(Image-grounded pointing data)
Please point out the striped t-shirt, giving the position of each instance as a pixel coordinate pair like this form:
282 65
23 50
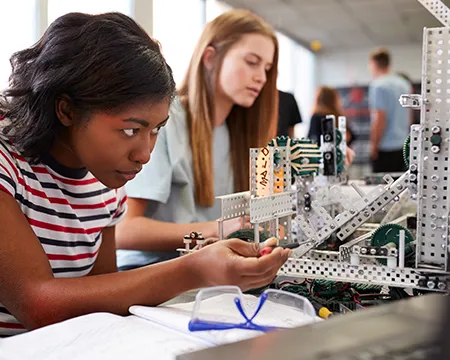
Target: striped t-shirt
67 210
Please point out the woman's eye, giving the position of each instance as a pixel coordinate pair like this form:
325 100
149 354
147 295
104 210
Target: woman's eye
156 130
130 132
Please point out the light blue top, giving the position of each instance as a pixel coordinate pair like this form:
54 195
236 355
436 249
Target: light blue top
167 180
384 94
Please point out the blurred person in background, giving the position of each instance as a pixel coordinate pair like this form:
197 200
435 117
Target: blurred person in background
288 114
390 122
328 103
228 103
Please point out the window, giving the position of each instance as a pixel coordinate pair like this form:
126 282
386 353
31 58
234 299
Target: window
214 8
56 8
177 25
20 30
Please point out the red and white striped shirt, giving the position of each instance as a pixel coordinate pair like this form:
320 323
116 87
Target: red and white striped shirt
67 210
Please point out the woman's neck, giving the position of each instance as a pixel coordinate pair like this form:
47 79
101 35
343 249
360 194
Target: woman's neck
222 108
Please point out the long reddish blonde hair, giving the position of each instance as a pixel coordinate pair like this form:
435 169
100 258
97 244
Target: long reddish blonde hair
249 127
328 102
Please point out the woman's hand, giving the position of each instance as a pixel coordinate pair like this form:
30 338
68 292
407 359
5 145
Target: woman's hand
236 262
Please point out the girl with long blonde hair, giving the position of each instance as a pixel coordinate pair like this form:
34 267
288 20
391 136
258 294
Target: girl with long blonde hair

---

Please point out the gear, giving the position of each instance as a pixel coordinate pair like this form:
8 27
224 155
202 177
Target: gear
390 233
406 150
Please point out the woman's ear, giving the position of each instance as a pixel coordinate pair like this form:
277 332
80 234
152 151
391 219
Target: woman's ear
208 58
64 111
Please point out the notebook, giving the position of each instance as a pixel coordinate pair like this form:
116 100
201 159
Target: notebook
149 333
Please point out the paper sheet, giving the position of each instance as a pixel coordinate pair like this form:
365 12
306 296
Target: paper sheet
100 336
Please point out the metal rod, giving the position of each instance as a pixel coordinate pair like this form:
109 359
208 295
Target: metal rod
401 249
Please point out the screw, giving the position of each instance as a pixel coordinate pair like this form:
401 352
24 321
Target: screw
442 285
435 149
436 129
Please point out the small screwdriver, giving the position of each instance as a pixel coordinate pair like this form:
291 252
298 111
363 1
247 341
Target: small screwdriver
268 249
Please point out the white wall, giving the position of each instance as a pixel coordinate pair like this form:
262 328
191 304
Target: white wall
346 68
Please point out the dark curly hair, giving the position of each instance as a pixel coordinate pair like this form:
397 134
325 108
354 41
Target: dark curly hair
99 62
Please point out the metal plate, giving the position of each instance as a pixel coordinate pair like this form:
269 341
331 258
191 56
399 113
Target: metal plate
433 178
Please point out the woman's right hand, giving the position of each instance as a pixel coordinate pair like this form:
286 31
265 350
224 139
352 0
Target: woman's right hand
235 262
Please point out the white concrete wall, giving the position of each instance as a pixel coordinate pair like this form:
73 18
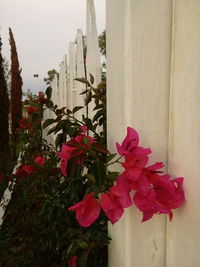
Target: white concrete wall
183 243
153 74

(ABOUT THIS EXERCISE): Only a number is expected: the count of lines in the data that contain the word "with".

(REPLY TO THE TASK): 2